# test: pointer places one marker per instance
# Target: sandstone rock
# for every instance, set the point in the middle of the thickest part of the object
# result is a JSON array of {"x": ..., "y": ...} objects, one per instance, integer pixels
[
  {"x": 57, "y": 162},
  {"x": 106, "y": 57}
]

#### Task description:
Give back all the data exactly as written.

#### Answer to this problem:
# test: pointer places one marker per instance
# Target: sandstone rock
# for every instance, set the point in the middle of the thickest part of the object
# result is a JSON array of {"x": ..., "y": ...} objects, one per instance, integer pixels
[
  {"x": 57, "y": 162},
  {"x": 106, "y": 57}
]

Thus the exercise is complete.